## TEXTO MOSTRADO
►

La Suprema Corte de Justicia de la Nación (SCJN) ha vuelto a poner en entredicho su discurso de austeridad y equidad. Tras la cancelación de los seguros de gastos médicos privados, el alto tribunal firmó un convenio con el ISSSTE para garantizar la "continuidad" de la atención especializada de segundo nivel para su personal. Sin embargo, lo que se presenta como una "integración" al sistema público, esconde un mecanismo de acceso privilegiado que agrava la desigualdad en el servicio de salud estatal.
Mientras millones de derechohabientes del ISSSTE—trabajadores del Estado, maestros, personal médico—enfrentan cotidianamente listas de espera interminables, saturación en clínicas y un rezago crónico en la asignación de consultas con especialistas y estudios de alta especialidad, el acuerdo con la SCJN establece, de facto, un carril rápido. El convenio "ordena y formaliza un procedimiento" para que la Corte envíe sus casos de manera "sistemática", lo que inevitablemente implica saltarse las largas filas que padece el resto de los afiliados.
Esta situación no solo es una burla a la promesa de "cercanía y austeridad" de la nueva administración de la Corte, que recientemente se blindó con camionetas de lujo, sino que también socava la confianza en la igualdad de derechos.

◄

## DATOS PROPORCIONADOS

►

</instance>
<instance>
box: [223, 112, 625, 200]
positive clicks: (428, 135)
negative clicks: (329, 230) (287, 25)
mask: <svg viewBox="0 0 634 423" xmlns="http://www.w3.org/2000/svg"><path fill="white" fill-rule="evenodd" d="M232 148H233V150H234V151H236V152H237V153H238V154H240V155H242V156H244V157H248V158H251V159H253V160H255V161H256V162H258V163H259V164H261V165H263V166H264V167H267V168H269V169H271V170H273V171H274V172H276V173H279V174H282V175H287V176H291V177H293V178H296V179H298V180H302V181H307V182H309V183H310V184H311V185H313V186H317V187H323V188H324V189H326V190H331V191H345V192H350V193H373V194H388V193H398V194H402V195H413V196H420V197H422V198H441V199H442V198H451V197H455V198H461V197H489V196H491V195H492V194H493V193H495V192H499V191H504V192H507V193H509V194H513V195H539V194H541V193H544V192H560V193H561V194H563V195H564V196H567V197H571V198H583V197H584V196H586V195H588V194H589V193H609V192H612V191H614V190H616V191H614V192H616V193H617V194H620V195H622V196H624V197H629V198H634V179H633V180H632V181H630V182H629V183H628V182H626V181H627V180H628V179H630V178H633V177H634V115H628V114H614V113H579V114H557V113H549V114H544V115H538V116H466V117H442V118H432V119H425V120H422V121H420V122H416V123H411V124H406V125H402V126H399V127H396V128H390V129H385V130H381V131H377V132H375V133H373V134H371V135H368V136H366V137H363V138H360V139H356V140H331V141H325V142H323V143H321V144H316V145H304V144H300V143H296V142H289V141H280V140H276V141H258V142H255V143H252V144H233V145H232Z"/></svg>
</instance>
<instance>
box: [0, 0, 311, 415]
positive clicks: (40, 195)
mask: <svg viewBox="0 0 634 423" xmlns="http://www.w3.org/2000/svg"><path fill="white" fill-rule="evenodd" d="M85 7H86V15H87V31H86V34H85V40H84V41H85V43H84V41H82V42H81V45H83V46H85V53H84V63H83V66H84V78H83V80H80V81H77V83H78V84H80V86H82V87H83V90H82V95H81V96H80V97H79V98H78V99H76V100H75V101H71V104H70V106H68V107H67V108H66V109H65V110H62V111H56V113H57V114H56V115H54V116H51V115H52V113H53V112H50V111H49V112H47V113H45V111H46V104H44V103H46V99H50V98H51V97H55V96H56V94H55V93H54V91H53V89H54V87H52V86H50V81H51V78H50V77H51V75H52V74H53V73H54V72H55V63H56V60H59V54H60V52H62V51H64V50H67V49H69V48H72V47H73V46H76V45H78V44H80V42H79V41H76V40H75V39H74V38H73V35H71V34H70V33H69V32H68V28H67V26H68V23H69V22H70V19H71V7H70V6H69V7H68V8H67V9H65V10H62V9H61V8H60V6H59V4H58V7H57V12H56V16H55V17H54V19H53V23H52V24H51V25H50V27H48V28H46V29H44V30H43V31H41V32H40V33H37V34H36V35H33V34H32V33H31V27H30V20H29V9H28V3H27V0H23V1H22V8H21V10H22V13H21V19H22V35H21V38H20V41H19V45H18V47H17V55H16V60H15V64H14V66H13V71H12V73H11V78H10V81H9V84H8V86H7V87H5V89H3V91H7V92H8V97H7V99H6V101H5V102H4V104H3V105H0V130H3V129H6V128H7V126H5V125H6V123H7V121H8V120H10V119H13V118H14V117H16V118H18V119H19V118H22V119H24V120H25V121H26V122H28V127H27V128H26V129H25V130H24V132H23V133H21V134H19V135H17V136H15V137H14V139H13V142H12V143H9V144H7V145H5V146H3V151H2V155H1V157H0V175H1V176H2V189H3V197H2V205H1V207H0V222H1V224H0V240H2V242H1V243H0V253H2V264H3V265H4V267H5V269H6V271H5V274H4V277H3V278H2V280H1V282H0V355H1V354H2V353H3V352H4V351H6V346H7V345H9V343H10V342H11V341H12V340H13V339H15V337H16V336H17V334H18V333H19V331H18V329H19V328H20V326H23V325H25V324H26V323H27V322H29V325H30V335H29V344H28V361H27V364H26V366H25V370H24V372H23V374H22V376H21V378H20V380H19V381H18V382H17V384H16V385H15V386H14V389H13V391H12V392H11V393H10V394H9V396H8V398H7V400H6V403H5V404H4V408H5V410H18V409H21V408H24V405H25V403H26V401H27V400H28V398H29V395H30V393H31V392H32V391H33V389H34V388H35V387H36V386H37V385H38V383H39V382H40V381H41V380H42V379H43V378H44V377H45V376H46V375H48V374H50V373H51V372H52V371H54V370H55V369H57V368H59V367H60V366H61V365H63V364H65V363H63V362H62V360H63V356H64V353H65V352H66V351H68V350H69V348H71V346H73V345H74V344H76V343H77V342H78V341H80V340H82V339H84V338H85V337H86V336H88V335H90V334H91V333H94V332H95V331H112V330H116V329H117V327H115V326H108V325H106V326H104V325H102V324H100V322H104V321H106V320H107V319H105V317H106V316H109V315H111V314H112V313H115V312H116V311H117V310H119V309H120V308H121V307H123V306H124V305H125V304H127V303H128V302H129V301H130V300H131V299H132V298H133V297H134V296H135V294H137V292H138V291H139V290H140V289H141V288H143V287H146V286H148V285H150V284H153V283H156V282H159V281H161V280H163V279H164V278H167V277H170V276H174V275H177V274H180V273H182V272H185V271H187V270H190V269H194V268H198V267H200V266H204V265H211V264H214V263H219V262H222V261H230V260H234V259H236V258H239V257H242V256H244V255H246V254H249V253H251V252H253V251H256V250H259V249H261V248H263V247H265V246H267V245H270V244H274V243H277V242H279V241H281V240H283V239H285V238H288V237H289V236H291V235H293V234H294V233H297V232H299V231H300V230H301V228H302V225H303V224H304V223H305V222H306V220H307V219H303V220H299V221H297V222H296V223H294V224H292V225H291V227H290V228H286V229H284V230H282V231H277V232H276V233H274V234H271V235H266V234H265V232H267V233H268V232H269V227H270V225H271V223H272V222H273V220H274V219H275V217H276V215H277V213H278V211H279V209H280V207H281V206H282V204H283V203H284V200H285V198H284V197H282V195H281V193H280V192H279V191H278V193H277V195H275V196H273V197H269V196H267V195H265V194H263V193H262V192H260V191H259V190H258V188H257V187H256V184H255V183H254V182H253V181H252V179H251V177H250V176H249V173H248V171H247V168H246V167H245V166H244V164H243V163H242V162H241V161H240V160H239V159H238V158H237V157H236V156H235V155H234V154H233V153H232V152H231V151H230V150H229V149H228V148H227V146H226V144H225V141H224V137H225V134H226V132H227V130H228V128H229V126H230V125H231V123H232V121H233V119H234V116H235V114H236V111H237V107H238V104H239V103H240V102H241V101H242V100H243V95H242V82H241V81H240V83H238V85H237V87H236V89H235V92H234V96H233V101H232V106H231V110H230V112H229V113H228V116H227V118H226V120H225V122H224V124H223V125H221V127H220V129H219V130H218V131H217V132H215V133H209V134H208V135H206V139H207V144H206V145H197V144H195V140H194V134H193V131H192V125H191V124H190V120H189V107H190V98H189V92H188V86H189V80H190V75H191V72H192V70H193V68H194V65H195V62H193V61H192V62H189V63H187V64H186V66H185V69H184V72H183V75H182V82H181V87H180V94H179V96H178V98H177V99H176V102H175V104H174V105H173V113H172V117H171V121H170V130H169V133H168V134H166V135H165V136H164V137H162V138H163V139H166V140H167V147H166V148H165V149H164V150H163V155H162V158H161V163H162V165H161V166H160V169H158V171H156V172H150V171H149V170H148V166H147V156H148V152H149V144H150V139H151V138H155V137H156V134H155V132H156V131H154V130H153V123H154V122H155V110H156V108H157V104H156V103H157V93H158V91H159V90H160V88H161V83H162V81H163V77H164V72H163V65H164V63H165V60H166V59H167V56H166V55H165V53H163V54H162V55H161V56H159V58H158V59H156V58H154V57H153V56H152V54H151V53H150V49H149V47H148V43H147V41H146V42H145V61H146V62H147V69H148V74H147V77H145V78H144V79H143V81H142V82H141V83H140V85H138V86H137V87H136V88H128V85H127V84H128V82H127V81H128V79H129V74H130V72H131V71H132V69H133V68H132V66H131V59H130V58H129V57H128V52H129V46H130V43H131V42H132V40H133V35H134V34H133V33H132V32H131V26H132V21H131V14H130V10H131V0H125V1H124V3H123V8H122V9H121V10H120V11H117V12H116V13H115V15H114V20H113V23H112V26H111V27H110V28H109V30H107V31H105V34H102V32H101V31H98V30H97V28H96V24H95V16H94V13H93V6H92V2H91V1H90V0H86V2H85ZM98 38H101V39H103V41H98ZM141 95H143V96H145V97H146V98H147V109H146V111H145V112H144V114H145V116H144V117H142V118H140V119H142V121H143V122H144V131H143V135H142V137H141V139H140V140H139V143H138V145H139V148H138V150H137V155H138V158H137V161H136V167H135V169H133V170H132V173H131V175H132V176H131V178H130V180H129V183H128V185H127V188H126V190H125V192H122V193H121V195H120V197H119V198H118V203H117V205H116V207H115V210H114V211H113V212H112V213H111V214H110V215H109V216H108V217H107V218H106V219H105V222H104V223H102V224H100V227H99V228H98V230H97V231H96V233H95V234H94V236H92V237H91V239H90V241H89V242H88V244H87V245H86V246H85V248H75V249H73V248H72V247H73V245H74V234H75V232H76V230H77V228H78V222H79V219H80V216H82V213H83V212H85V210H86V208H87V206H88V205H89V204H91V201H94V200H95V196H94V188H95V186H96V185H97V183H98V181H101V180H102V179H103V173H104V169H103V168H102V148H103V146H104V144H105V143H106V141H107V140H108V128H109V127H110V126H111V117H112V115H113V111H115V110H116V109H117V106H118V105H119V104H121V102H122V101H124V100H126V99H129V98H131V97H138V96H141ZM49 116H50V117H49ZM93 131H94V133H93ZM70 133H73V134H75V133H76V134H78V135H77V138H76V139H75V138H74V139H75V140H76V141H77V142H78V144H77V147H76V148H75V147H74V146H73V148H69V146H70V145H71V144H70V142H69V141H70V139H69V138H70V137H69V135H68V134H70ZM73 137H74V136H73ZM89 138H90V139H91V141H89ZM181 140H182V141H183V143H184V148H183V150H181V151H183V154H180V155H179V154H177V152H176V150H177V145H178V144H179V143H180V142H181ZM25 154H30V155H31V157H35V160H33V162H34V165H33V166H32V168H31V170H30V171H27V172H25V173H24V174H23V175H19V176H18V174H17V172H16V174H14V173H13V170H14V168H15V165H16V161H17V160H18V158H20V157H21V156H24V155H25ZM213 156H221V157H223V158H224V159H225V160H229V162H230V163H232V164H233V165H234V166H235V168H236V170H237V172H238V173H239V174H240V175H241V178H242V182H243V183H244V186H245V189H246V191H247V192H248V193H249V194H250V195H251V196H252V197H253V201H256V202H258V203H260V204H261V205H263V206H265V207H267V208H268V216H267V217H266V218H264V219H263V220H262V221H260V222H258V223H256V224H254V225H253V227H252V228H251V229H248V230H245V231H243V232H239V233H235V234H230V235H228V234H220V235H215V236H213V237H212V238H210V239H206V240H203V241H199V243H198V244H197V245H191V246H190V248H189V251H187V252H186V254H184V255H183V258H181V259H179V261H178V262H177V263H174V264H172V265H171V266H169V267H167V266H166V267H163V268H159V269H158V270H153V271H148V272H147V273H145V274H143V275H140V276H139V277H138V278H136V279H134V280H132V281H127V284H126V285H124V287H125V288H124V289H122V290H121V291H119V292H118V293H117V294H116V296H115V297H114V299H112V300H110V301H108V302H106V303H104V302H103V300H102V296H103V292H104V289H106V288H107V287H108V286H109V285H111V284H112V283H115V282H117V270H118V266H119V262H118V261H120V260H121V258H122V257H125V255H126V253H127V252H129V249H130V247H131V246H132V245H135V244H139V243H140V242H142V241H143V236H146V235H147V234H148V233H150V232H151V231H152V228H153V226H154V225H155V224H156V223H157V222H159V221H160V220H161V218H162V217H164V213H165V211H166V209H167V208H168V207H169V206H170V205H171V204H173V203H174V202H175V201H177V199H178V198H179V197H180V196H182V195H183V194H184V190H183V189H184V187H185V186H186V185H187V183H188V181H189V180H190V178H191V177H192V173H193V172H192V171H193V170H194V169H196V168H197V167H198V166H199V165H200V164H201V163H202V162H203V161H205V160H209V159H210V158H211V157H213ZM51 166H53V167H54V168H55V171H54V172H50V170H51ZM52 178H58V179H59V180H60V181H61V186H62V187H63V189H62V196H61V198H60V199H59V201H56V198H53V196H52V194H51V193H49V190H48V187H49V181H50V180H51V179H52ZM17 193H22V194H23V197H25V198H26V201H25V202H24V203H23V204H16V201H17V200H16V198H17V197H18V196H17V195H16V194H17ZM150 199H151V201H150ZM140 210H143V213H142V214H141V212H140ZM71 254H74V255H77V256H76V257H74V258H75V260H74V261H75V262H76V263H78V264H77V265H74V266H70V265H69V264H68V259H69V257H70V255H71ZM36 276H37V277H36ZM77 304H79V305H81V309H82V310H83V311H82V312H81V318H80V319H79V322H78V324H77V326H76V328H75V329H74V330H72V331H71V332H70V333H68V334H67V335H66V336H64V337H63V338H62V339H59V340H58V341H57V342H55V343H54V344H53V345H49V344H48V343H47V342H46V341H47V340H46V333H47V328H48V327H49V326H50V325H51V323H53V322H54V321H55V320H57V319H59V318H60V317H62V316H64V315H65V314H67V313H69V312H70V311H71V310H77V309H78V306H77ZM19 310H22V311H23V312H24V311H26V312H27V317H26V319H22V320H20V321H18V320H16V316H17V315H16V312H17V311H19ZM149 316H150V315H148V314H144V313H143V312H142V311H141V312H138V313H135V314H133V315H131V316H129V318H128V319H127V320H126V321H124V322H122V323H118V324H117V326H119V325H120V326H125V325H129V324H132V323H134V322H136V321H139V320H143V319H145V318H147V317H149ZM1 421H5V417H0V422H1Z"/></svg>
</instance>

◄

## PREGUNTAS POR RESPONDER
(1) Indica si cada afirmación coincide con el texto sobre el convenio de la SCJN con el ISSSTE. Responde sí o no y cita las palabras del texto que lo deciden. (a) La SCJN firmó el convenio después de cancelar los seguros de gastos médicos privados. (b) El convenio garantiza atención especializada de tercer nivel para el personal de la Corte. (c) La nueva administración de la Corte renunció a las camionetas de lujo.
(2) Traduce al inglés esta oración del texto sobre el convenio de la SCJN con el ISSSTE: "La Suprema Corte de Justicia de la Nación (SCJN) ha vuelto a poner en entredicho su discurso de austeridad y equidad."
(3) Prolonga el texto sobre el convenio de la SCJN con el ISSSTE a partir de su última oración.

## TUS RESPUESTAS
(1)
(a) Sí: "Tras la cancelación de los seguros de gastos médicos privados, el alto tribunal firmó un convenio con el ISSSTE".
(b) No: "la atención especializada de segundo nivel para su personal".
(c) No: "que recientemente se blindó con camionetas de lujo".

(2) The Supreme Court of Justice of the Nation (SCJN) has once again called into question its discourse of austerity and equity.

(3)
La respuesta del director general del ISSSTE, Martí Batres Guadarrama, no hizo más que echar sal a la herida. Al defender el acuerdo como "igualador", Batres ignora la realidad operativa del sistema de salud. Calificar de "igualitario" un esquema que garantiza el acceso expedito a especialidades para un grupo selecto de servidores públicos, mientras el resto del magisterio o personal administrativo espera meses, es una negación flagrante de la crisis de saturación que enfrenta la institución.
El mensaje que envía este convenio es claro: existen ciudadanos de primera y de segunda dentro de la burocracia estatal. La cancelación de los seguros médicos privados fue un paso en la dirección correcta hacia la austeridad, pero la creación de un esquema preferente en el ISSSTE es un retroceso moral y ético que valida el privilegio.
Si el objetivo real fuera la igualdad, el convenio debería enfocarse en inyectar recursos y mejorar la infraestructura del ISSSTE para eliminar los rezagos para todos los derechohabientes, no en crear una ruta VIP para los ministros y su personal. La "igualdad" pregonada por Martí Batres solo existe en el papel; en la práctica, la Corte ha conseguido blindar su salud con un acceso preferente que el funcionario se niega a reconocer.